§ **Reading text**:

------------

At the end of May, what we thought was a solitary, juvenile King Parrot appeared in our Blue Mountains garden. I shared a photo of the bird we named Max, and a couple of people in a bird group suggested he wasn’t young, and that his oddly coloured feathers could be a symptom of a chronic condition called feather and beak disease. I did some research on-line, and yes, yellow feathers on a king parrot are the first clinical signs of the horrible, usually fatal condition.
He disappeared and we thought he had joined a visiting flock. Now this would not have been good, because the disease can easily spread.
A couple of weeks went by and we realized he hadn’t gone at all. He has been living alone in a very small area at the end of our drive. The copse of trees includes an English oak, which so far has provided him with food.
We assumed he was finding water in nearby Popes Glen creek, but then we spotted him drinking from a shallow ceramic dish. Fortunately it’s one other birds never seem to use, and we change the water often. But I do worry about cross infection.
The poor little fellow can fly, but not very well. He doesn’t appear to have a full set of tail feathers. Here he is up in the bare Japanese maples, enjoying the winter sun.
Pictured below is the rest of Max’s little domain in the front corner of the garden He often climbs up the tall redwood tree to a height of about 30 feet using his beak and claws. I guess it provides better cover for him during the day than the deciduous maples. Would he be vulnerable to attack from a currawong? It just doesn’t bear thinking about.
Poor little Max, we don’t quite know what to do about him. It would be impossible to catch him.
We have never fed birds, but if Maxie runs out of acorns I will be tempted to hide something in his little area. Oh dear, what a dilemma!

------------

§ **Listed records**:
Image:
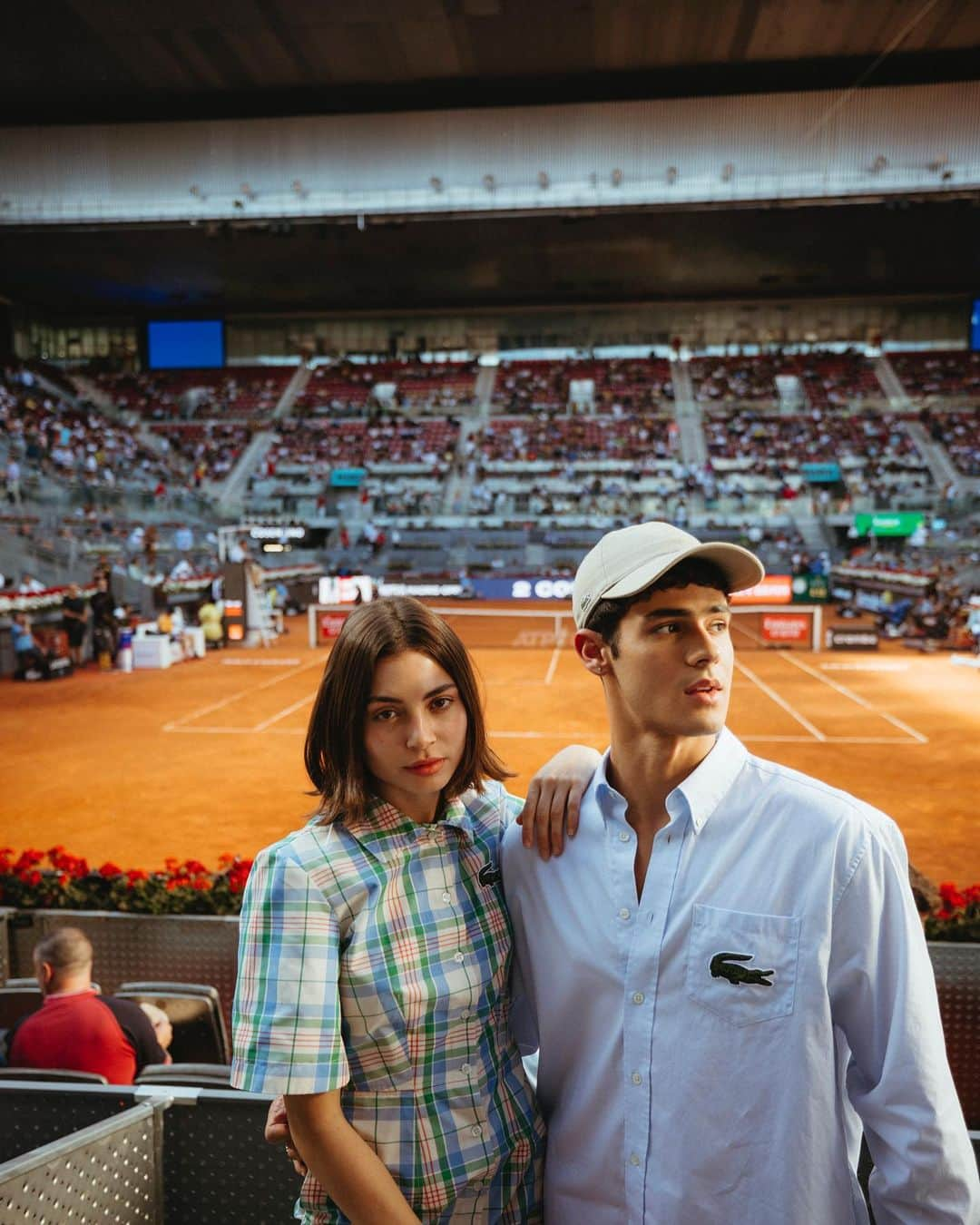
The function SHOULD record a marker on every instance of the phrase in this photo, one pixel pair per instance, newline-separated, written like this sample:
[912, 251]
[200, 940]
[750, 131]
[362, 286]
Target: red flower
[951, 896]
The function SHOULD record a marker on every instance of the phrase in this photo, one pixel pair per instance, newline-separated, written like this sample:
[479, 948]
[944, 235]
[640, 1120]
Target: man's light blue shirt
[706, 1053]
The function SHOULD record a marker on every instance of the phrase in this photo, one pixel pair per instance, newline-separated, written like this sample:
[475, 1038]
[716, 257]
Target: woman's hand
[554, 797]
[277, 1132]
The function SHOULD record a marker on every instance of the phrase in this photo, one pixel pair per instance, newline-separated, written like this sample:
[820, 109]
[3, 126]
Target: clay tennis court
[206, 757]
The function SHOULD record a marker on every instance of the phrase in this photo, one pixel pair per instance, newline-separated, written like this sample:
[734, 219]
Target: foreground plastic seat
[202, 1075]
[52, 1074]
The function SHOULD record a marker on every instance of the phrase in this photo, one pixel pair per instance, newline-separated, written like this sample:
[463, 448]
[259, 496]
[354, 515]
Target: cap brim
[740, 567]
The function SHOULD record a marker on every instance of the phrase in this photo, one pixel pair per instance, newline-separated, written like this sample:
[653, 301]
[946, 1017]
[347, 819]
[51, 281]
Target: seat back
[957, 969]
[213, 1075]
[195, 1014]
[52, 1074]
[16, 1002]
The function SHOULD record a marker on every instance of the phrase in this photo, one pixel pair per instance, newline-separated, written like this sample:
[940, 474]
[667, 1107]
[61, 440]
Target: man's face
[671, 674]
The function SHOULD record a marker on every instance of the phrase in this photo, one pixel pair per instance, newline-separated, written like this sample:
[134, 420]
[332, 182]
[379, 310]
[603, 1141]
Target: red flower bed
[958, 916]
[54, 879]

------------

§ **Requirement**: In the King Parrot text, restate the paragraph beginning "We assumed he was finding water" in fewer words, keeping its main facts. The listing can be left aside; nothing here depends on it.

§ **Task solution**: We thought Max drank from nearby Popes Glen creek, but then saw him drinking from a shallow ceramic dish. Other birds never seem to use it and we change the water often, though I still worry about cross infection.